Records shown below:
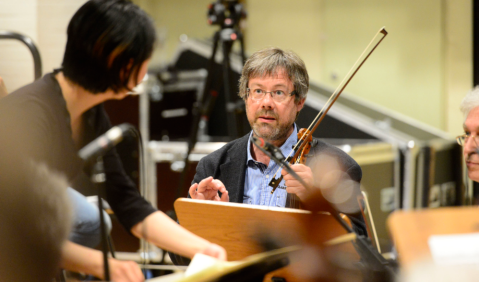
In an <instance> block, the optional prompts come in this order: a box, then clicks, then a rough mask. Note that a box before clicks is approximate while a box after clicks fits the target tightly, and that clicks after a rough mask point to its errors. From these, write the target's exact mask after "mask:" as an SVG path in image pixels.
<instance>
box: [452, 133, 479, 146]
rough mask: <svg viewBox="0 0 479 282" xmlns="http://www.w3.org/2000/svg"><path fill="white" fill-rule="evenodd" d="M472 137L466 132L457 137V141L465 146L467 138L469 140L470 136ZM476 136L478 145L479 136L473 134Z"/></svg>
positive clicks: (470, 136)
mask: <svg viewBox="0 0 479 282" xmlns="http://www.w3.org/2000/svg"><path fill="white" fill-rule="evenodd" d="M470 137H471V134H470V133H466V134H463V135H459V136H457V137H456V141H457V143H458V144H459V145H461V146H464V145H465V144H466V142H467V140H469V138H470ZM472 137H473V138H474V142H475V143H476V146H477V144H479V136H477V135H476V136H472Z"/></svg>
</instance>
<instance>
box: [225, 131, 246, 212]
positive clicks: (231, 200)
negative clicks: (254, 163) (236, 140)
mask: <svg viewBox="0 0 479 282" xmlns="http://www.w3.org/2000/svg"><path fill="white" fill-rule="evenodd" d="M248 137H249V134H247V135H246V136H243V137H241V138H240V139H239V140H238V142H236V144H234V145H233V146H232V147H231V148H230V149H229V150H228V154H227V155H228V159H227V161H226V162H225V163H223V164H222V165H220V170H221V174H222V175H223V177H222V178H223V184H224V185H225V187H226V189H227V190H228V193H229V197H230V202H236V203H242V202H243V193H244V181H245V174H246V146H248V141H249V138H248Z"/></svg>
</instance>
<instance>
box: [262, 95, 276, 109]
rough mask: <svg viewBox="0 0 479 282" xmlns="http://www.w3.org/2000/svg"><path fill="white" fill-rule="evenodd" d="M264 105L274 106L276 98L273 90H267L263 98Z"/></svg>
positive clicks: (268, 107)
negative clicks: (271, 93)
mask: <svg viewBox="0 0 479 282" xmlns="http://www.w3.org/2000/svg"><path fill="white" fill-rule="evenodd" d="M261 104H262V105H261V106H262V107H268V108H272V107H273V105H274V100H273V96H272V94H271V92H266V93H265V94H264V97H263V99H262V100H261Z"/></svg>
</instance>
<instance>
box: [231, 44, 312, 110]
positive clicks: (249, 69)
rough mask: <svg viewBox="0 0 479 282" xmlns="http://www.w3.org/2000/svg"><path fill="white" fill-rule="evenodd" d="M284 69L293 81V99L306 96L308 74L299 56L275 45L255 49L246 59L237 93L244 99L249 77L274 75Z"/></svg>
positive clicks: (297, 100) (256, 76) (308, 84)
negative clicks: (293, 91) (250, 54)
mask: <svg viewBox="0 0 479 282" xmlns="http://www.w3.org/2000/svg"><path fill="white" fill-rule="evenodd" d="M280 70H285V71H286V73H287V74H288V78H289V79H290V80H291V82H293V86H294V94H295V97H296V98H295V101H296V102H298V101H299V100H301V99H303V98H306V94H308V89H309V75H308V71H307V70H306V66H305V64H304V62H303V60H301V58H300V57H299V56H298V55H297V54H296V53H294V52H292V51H288V50H281V49H279V48H276V47H271V48H266V49H262V50H259V51H256V52H255V53H253V55H251V57H249V59H248V60H247V61H246V63H245V65H244V67H243V71H242V73H241V78H240V81H239V93H238V95H239V96H240V97H241V98H242V99H243V100H246V98H247V97H248V95H247V94H248V93H247V88H248V82H249V79H250V78H255V77H265V76H274V75H276V74H277V73H278V71H280Z"/></svg>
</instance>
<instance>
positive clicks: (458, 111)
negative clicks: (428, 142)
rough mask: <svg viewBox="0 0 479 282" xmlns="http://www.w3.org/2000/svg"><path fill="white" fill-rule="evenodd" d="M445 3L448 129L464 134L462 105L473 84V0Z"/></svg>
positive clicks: (445, 30)
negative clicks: (460, 109) (472, 9)
mask: <svg viewBox="0 0 479 282" xmlns="http://www.w3.org/2000/svg"><path fill="white" fill-rule="evenodd" d="M445 5H446V6H445V9H444V10H445V18H446V25H445V46H446V47H445V74H444V79H445V91H446V111H445V114H446V130H447V131H448V132H450V133H451V134H452V135H460V134H462V132H463V129H462V123H463V121H464V120H463V116H462V113H461V112H460V111H459V105H460V103H461V101H462V99H463V98H464V96H466V93H467V91H469V90H470V89H471V88H472V86H473V80H472V76H473V75H472V2H471V0H446V1H445Z"/></svg>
End of Records shown.
**Problem:** Convert everything from the line containing "negative clicks: (271, 93)" down to the line containing "positive clicks: (297, 100)" into a Markdown table with the columns Row and Line, skipping any blank lines.

**Task answer:**
| Row | Line |
|---|---|
| 1 | negative clicks: (271, 93) |
| 2 | mask: <svg viewBox="0 0 479 282" xmlns="http://www.w3.org/2000/svg"><path fill="white" fill-rule="evenodd" d="M261 104H262V105H261V106H262V107H268V108H272V107H273V105H274V100H273V96H272V94H271V92H266V93H265V94H264V97H263V99H262V100H261Z"/></svg> |
| 3 | </instance> |
| 4 | <instance> |
| 5 | box: [231, 44, 312, 110] |
| 6 | positive clicks: (249, 69) |
| 7 | rough mask: <svg viewBox="0 0 479 282" xmlns="http://www.w3.org/2000/svg"><path fill="white" fill-rule="evenodd" d="M284 69L293 81V99L306 96L308 74L299 56L275 45L255 49L246 59L237 93L244 99L249 77L274 75Z"/></svg> |
| 8 | positive clicks: (297, 100) (256, 76) (308, 84) |